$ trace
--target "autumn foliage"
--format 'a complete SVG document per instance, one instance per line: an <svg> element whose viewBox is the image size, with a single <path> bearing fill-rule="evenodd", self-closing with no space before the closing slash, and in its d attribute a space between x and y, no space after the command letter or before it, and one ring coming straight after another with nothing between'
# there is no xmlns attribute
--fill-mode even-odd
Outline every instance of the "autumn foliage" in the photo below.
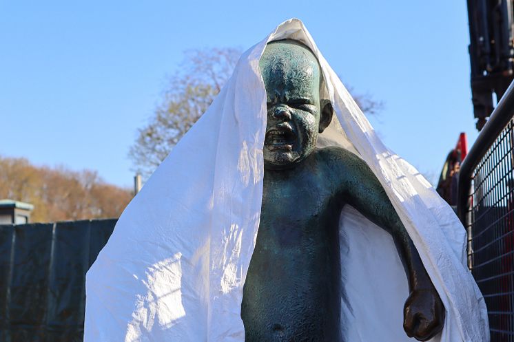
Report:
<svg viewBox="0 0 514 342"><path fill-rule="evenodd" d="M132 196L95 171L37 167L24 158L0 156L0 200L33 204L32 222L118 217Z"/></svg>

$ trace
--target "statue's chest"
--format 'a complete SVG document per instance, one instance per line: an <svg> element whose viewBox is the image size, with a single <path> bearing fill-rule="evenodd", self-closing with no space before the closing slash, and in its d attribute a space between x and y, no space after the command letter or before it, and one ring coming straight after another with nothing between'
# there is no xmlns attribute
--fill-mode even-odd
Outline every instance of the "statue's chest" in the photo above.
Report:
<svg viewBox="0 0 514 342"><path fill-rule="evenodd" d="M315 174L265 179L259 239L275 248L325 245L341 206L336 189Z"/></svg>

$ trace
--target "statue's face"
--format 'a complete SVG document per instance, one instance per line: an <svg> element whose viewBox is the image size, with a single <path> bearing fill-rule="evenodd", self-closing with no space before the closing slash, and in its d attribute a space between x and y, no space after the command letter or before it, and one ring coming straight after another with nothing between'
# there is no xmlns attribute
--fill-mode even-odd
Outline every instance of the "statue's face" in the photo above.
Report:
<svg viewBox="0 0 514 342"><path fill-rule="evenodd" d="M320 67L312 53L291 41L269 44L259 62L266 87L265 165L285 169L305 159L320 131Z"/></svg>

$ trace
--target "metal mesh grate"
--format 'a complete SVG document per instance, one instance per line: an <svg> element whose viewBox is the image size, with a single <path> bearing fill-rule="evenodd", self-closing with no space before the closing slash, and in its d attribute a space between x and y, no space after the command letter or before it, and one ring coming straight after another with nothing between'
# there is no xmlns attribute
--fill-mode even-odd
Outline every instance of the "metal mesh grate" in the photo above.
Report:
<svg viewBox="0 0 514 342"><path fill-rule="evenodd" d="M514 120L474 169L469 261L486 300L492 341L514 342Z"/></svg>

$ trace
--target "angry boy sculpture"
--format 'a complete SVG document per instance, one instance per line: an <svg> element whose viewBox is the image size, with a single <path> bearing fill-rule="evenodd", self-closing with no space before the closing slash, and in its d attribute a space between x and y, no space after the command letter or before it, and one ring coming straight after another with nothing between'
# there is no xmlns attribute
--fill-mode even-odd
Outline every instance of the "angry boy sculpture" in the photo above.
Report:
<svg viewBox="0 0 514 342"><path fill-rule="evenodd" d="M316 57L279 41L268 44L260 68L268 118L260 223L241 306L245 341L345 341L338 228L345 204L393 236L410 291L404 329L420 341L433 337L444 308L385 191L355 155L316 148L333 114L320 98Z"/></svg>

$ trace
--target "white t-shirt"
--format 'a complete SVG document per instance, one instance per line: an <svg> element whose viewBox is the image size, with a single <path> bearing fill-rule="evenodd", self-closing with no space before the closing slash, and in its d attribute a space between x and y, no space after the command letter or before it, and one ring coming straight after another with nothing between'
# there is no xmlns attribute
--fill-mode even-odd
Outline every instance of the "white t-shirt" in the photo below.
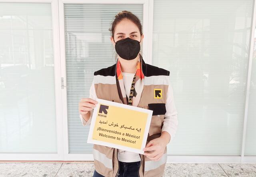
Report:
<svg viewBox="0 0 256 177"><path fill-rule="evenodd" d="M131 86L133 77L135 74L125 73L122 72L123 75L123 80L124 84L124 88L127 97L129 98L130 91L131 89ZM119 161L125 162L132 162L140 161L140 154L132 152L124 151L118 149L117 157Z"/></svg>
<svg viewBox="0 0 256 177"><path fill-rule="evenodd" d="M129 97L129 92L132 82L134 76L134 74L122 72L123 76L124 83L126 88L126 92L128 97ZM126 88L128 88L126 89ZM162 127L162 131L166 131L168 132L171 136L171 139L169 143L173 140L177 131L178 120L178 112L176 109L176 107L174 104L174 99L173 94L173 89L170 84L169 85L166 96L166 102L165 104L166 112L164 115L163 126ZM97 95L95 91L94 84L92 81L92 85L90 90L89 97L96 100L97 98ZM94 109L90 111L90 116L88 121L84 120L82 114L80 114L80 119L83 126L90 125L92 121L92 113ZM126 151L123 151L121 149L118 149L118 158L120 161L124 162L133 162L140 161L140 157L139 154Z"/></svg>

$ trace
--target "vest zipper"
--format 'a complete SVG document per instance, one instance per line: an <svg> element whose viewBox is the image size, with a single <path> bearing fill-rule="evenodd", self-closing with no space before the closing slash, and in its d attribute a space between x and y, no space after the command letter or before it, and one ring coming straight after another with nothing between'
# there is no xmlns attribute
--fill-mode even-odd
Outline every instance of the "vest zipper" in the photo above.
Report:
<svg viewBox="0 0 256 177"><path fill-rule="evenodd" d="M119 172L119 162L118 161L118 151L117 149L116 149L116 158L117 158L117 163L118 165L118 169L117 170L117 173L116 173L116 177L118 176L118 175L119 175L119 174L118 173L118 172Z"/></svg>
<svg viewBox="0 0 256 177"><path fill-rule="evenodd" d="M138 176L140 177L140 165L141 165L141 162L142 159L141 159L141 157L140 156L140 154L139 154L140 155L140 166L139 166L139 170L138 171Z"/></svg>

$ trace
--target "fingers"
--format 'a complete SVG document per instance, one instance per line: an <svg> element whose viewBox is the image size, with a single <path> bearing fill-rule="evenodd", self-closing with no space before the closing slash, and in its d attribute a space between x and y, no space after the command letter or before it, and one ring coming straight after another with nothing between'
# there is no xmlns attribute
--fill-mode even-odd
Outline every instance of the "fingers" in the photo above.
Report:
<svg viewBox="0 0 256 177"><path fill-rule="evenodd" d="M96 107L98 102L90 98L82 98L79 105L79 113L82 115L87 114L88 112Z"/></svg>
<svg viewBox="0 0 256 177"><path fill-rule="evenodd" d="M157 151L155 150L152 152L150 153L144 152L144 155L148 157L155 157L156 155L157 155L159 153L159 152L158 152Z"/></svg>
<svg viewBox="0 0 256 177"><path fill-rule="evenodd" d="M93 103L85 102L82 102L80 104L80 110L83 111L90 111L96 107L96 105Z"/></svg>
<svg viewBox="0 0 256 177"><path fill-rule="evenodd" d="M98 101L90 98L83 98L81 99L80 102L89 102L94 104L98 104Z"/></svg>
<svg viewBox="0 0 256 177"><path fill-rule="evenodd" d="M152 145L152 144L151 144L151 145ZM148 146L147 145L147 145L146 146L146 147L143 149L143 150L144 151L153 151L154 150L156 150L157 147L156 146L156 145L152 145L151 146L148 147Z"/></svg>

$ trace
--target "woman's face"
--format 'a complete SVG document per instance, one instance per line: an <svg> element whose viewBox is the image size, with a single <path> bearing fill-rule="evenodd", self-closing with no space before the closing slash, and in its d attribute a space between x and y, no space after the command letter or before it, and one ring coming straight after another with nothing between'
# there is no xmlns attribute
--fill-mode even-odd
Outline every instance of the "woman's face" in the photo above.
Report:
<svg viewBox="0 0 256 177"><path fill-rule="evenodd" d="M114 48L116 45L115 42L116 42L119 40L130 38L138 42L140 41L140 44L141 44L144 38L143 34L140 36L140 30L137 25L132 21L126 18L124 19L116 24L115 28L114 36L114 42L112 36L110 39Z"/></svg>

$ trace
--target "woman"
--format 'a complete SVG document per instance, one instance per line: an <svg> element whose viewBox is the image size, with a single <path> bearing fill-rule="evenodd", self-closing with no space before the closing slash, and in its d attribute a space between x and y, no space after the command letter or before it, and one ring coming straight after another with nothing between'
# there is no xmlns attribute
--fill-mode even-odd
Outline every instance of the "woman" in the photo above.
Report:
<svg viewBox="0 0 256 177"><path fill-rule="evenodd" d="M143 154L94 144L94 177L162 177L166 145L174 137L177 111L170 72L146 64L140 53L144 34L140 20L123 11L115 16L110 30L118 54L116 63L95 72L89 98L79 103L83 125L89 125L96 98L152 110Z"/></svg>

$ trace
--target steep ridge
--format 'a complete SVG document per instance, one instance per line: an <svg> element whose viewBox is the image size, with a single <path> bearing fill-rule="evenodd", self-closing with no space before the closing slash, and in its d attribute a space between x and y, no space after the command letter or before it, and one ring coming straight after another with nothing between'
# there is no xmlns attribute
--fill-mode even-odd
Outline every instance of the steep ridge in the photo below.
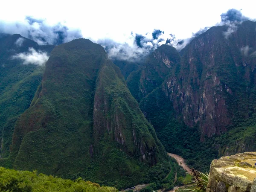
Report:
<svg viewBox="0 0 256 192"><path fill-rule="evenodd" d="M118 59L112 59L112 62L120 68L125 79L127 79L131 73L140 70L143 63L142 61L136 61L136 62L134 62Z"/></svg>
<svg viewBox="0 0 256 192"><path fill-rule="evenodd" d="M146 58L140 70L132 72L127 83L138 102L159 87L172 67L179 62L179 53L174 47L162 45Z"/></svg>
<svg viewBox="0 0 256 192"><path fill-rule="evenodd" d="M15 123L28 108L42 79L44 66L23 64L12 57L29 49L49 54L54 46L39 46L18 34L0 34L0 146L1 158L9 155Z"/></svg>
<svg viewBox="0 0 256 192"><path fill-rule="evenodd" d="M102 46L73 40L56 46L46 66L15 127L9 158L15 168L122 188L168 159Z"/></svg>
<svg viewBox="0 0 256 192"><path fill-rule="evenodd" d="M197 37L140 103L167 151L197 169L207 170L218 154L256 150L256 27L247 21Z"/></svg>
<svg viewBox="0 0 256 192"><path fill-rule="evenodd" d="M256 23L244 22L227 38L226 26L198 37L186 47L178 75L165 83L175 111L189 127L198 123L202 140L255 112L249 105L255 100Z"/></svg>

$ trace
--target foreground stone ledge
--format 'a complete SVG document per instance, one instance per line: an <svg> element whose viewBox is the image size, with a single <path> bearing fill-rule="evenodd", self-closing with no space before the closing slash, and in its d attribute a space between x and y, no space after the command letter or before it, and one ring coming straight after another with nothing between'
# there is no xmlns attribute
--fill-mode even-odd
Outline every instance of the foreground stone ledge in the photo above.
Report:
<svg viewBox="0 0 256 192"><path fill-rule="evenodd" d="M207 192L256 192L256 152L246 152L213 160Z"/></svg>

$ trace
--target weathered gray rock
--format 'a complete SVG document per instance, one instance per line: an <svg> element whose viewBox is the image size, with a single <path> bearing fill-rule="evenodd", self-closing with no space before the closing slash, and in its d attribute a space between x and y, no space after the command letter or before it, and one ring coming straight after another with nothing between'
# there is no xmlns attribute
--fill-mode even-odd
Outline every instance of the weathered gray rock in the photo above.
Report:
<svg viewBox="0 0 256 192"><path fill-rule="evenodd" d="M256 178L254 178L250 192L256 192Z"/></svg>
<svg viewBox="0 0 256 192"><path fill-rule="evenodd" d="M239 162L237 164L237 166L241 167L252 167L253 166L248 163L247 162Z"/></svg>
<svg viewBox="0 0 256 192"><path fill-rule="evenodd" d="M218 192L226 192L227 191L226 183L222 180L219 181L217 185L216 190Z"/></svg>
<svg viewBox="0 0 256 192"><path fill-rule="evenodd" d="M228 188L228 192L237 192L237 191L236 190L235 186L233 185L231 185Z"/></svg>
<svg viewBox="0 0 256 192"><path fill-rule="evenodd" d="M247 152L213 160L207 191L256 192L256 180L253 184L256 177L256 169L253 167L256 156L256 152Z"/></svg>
☆ ☆ ☆ ☆ ☆
§ Given request:
Please report every line of the records that contains the string "ridge", copying each such line in full. Count a line only if the letters match in case.

§ Result of the task:
--target steep ridge
Outline every instance of the steep ridge in the photo below.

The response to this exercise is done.